Extracted data entries:
*****

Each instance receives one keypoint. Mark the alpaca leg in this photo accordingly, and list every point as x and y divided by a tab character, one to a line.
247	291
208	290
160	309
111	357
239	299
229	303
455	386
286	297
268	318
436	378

*****

Problem description:
Transcribe every record exactly, keeping each line as it is.

Exercise result:
Each instance receives one keypoint. Mark the alpaca leg in this photo accordingly, and list every point as x and y divided by a tab character, one to a line.
247	291
208	290
160	309
111	357
239	299
229	303
455	386
286	297
268	318
436	378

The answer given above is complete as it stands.